-------- EXERCISE INPUTS

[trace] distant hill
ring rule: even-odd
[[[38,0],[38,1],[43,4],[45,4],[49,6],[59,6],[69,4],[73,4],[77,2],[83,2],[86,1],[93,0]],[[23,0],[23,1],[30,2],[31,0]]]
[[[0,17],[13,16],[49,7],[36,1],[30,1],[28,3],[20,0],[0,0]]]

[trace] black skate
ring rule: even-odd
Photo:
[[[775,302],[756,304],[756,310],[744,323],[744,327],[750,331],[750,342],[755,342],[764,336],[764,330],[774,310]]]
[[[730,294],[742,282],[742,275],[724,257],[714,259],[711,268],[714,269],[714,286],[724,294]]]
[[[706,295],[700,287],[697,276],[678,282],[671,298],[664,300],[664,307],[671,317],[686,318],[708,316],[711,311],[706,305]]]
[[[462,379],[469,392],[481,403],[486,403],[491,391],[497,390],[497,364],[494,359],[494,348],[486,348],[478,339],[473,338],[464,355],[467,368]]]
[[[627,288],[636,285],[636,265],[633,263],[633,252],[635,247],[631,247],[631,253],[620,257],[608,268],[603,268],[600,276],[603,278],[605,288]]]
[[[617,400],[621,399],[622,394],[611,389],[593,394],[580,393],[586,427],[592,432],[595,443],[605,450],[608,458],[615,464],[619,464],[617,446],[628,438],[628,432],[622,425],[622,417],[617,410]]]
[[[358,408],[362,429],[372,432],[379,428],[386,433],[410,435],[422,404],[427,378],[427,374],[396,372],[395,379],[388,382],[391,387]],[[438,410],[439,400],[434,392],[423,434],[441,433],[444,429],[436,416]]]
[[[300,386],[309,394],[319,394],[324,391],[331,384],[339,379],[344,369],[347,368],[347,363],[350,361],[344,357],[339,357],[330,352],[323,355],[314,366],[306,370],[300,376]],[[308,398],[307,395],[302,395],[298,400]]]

----------------

- _OBJECTIVE_
Extract every line of the data above and reproduce each one without any change.

- _EXERCISE RESULT_
[trace] distant hill
ring rule: even-odd
[[[38,0],[38,1],[43,4],[45,4],[49,6],[59,6],[69,4],[73,4],[77,2],[83,2],[86,1],[93,0]],[[23,0],[23,1],[30,2],[31,0]]]
[[[0,17],[13,16],[49,7],[36,1],[30,1],[28,3],[20,0],[0,0]]]

[trace] black skate
ring rule: even-odd
Photo:
[[[775,302],[756,304],[756,310],[744,323],[744,327],[750,331],[750,342],[755,342],[764,336],[764,330],[774,310]]]
[[[730,294],[742,282],[742,275],[724,257],[714,259],[711,268],[714,269],[714,286],[724,294]]]
[[[706,295],[700,287],[697,276],[678,282],[671,298],[664,300],[664,307],[671,317],[686,318],[708,316],[711,311],[706,305]]]
[[[462,379],[469,392],[481,403],[486,403],[491,391],[497,390],[497,364],[494,359],[494,348],[486,348],[478,339],[473,338],[464,355],[467,368]]]
[[[627,288],[636,285],[636,265],[633,263],[633,252],[635,247],[631,247],[631,253],[620,257],[608,268],[603,268],[600,276],[603,278],[605,288]]]
[[[617,400],[621,399],[622,394],[611,389],[593,394],[580,393],[586,427],[592,432],[595,443],[605,450],[608,458],[615,464],[619,464],[617,446],[628,438],[628,432],[622,425],[622,417],[617,410]]]
[[[358,408],[362,429],[372,432],[379,428],[386,433],[410,435],[422,404],[427,378],[427,374],[396,372],[395,379],[388,382],[391,387]],[[438,410],[439,400],[434,392],[423,434],[441,433],[444,429],[436,416]]]
[[[300,386],[309,394],[319,394],[324,391],[331,384],[339,379],[344,369],[347,368],[347,363],[350,361],[344,357],[339,357],[330,352],[323,355],[314,366],[306,370],[300,376]],[[308,398],[307,395],[302,395],[298,400]]]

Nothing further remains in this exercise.